### Listed entries

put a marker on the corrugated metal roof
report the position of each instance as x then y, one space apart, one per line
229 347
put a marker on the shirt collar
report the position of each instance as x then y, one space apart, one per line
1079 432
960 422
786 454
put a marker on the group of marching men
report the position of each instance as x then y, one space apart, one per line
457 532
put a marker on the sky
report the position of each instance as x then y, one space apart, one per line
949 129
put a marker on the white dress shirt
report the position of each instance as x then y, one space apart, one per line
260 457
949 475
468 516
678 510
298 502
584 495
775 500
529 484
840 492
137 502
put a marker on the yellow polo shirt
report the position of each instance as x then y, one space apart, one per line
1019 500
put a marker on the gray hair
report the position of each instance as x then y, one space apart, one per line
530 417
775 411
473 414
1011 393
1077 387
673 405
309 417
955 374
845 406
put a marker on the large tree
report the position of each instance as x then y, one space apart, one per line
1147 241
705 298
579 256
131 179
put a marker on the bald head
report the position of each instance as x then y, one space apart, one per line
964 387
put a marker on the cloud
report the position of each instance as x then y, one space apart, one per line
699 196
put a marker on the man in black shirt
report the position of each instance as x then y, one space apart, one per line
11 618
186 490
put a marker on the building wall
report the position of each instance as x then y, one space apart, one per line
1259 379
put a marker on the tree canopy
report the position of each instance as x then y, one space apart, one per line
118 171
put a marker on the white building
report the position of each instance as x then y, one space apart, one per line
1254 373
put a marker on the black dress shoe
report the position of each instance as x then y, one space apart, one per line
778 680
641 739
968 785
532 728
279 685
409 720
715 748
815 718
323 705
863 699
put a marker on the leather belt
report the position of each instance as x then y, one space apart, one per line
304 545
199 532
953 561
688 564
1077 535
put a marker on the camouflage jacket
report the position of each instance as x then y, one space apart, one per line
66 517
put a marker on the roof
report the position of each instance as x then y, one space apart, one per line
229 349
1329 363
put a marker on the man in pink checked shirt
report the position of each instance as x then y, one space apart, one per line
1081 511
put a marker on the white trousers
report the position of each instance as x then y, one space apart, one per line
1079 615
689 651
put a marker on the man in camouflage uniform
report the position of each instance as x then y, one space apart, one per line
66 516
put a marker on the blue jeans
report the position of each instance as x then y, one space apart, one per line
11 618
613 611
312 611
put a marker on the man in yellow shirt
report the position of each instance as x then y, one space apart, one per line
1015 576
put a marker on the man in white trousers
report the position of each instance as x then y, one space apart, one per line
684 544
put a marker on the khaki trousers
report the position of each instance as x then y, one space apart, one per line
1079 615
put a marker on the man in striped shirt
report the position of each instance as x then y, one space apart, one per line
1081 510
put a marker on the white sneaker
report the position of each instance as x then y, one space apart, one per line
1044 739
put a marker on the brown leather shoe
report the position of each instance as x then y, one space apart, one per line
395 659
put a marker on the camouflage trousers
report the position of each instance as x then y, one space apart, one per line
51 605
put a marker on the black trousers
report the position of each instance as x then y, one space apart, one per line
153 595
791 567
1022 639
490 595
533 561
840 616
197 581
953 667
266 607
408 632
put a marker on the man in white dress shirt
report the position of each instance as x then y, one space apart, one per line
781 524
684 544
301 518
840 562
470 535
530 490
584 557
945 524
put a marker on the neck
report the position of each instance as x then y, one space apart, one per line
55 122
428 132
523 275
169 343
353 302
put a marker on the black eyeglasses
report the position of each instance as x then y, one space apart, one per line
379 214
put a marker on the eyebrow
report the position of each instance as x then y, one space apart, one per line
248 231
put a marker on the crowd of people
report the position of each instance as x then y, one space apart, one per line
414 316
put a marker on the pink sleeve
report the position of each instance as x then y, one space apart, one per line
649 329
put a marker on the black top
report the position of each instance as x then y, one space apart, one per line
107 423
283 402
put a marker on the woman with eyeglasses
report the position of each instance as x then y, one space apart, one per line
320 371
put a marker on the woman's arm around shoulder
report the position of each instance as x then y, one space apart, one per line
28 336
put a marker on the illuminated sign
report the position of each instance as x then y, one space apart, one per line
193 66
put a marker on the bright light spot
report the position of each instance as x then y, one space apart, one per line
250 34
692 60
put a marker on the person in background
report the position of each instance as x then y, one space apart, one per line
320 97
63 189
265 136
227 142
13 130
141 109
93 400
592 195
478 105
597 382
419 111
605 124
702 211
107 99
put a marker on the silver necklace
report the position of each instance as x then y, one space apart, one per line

######

# To be done
Using the material above, print every entry exactly as written.

# Complete answer
put a marker on the corrugated metal roof
report the position of each instance as x then y, one space apart, one per line
229 347
put a marker on the shirt collar
report the position of each instance as x then y, one space apart, one per line
1079 432
960 422
786 454
put a marker on the group of marching men
report the position of each instance as x then y, one space apart, one per line
457 532
put a marker on the sky
report the position of each instance as x then y, one space apart, one per line
949 129
put a marker on the white dress shirt
report the position of each instance as x then y, one space apart, one per line
260 457
949 475
468 516
678 510
298 502
584 495
775 500
529 484
840 492
137 502
put a marker on the yellow polo shirt
report the position of each instance as x then y, one space apart, one per line
1019 500
put a marker on the gray hair
report the position of each instance as x then y, one space apart, one per line
530 417
775 411
473 414
1011 393
1077 387
673 405
309 417
955 374
845 406
put a marker on the large tree
report the position of each instance as x then y, one space apart, one per line
1147 241
705 298
579 256
131 179
put a marker on the bald head
report the position of each instance as x then y, one space apart, one per line
964 387
put a marker on the cloud
report the position of each instance as x then y, one space apart, one per line
699 196
put a marker on the man in black shirt
report the position of each instance as x then y, one space apart, one per line
11 618
186 490
put a marker on the building wall
report the position of each instance as x then y, one space apart, one per line
1259 379
put a marker on the tree canopy
report the position of each instance as x then y, one space apart, one per line
118 171
put a marker on the white building
report the position of each instance as x then y, one space apart, one per line
1254 373
put a marker on the black dress shoe
report the position of each instance as x then y, one space apart, one per line
778 680
641 739
968 785
532 728
279 685
409 720
715 748
815 718
323 705
863 699
put a marker on the leather belt
report the position of each instance as x then y, one space apart, one per line
304 545
199 532
953 561
688 564
1077 535
put a marker on the camouflage jacket
report the position of each instance as x then y, one space apart, one per line
66 517
put a marker on the roof
report the position of each instance as x then y, one space apart, one per line
229 349
1329 363
put a marker on the man in pink checked shirt
report the position of each instance as x then y, one space apart, one per line
1081 511
put a marker on the white trousers
report the position of each instance as x then y, one space apart, one per line
1079 615
689 651
put a marker on the man in camouflage uniform
report the position of each instance as x then y, one space apart, one per line
66 516
put a marker on the blue jeans
report the position of each instance as x then y, one space apart, one per line
11 618
613 611
312 611
put a marker on the man in yellow shirt
report the position of each instance as x then y, one space apart, one per line
1015 576
put a marker on the man in white trousers
report the position of each instance as x then y, one space apart, one per line
684 544
put a marker on the khaki trousers
report the position of each instance as x then y, one space apart, one per line
1079 615
put a marker on the man in striped shirt
report the position of each instance as x then y, one space apart, one per line
1081 510
put a marker on the white sneaker
report the position of each instance as x then y, one space apart, one per line
1044 739
put a marker on the brown leather shoe
report the position of each instance as x then y, one space apart, one per line
395 659
put a marker on the camouflage trousers
report the position of each instance as x then y, one space apart, one per line
51 605
put a marker on the black trousers
report the position of each instance as x then y, one space apart, one per line
153 595
791 567
1022 639
490 595
533 561
840 616
197 581
953 667
266 607
408 632
put a marker on the man in white dress shirt
report the position of each instance as x then y, one space apart, one per line
781 524
684 544
301 518
840 562
470 535
530 490
584 557
945 524
put a marker on the neck
report the position of each instance as x then y, one space apart, one per line
55 122
428 132
523 275
169 343
353 302
put a marker on the black eyeglasses
report the position of each instance as x then y, one space apart, one per line
379 214
put a marker on the eyebrow
report the position of each instance as x then y, one space apart, one per line
248 231
put a marker on the crowd of people
report the position of each instance as x then y, one space apart, one per line
414 316
put a marker on the pink sleeve
report the position of each instance as x then y, one space apart, one per line
649 329
put a marker on the black top
report the position of each instance as x then y, one space apart, one per line
107 423
283 402
put a marker on the woman with eyeglasses
report the position of each instance as x then y, one space apart, one per line
320 371
put a marker on the woman's arm around shoulder
report the position of each instance as x then y, one space apart, one per line
28 336
put a marker on the illuminated sign
report the position of each instance as x then y, one space apart, one per line
193 66
put a marker on the bright light spot
report the position of each instance as x then y, one space apart, one per line
250 34
692 60
put a marker on the person in background
report the position of each instance as x then y, one space apart, one per line
320 97
63 189
265 136
227 142
13 130
141 109
93 400
592 195
478 105
597 382
419 111
605 124
702 211
107 99
put a marker on the silver necklace
report the position of each instance as x then y, one space apart, one per line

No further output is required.